Task item =
Give back the line that contains "rough mask: <svg" and every following line, exactly as they appear, through the end of the data.

--------

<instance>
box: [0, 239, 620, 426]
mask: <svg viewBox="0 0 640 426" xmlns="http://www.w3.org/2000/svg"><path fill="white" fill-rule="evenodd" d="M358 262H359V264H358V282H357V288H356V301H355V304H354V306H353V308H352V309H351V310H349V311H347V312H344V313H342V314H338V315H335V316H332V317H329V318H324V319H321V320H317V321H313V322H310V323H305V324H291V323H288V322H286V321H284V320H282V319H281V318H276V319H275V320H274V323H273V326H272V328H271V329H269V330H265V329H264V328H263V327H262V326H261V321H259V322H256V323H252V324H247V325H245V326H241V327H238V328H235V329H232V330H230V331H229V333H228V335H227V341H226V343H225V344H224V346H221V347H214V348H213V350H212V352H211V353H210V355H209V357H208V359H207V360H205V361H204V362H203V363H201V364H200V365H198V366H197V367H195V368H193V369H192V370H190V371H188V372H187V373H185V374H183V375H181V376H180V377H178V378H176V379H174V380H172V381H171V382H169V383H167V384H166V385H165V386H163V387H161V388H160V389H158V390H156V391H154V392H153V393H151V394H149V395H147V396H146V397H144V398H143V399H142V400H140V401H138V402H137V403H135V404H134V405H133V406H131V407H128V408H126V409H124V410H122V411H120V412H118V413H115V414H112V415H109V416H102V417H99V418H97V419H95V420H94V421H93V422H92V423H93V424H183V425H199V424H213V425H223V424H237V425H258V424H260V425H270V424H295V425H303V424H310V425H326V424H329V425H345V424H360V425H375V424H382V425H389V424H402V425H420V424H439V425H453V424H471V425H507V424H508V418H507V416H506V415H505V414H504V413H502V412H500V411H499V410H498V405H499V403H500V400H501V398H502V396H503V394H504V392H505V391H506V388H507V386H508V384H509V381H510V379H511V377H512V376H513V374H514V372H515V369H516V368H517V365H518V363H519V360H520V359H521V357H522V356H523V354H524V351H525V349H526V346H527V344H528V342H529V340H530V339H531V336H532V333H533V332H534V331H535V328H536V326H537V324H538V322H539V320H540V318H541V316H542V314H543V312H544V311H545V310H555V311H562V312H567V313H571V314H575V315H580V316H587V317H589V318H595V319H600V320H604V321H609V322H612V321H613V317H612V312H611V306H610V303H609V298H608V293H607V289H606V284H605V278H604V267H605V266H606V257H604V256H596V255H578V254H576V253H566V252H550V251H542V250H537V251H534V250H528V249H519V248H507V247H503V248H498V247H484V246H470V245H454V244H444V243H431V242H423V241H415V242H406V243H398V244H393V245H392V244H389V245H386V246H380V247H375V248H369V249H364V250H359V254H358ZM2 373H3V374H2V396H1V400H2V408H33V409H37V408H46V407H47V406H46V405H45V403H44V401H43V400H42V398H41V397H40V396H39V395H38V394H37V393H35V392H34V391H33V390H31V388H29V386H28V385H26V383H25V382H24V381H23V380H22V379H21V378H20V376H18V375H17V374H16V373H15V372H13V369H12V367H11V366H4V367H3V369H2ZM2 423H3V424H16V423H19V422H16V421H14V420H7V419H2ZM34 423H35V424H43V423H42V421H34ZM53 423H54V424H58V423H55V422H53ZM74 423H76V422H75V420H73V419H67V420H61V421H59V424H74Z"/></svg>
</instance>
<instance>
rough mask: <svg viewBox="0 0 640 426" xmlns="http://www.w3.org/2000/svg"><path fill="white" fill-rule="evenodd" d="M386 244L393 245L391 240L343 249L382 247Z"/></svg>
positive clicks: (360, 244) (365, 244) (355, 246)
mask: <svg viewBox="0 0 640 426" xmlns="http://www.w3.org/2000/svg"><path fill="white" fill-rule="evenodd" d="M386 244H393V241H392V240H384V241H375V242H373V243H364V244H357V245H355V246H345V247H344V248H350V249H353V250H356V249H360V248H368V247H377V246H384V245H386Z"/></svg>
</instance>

--------

Response to the task =
rough mask: <svg viewBox="0 0 640 426" xmlns="http://www.w3.org/2000/svg"><path fill="white" fill-rule="evenodd" d="M386 244L393 245L391 240L343 249L382 247Z"/></svg>
positive clicks: (360, 244) (365, 244) (355, 246)
mask: <svg viewBox="0 0 640 426" xmlns="http://www.w3.org/2000/svg"><path fill="white" fill-rule="evenodd" d="M386 244H393V241H392V240H384V241H375V242H373V243H364V244H357V245H355V246H345V247H344V248H350V249H353V250H356V249H360V248H368V247H377V246H384V245H386Z"/></svg>
</instance>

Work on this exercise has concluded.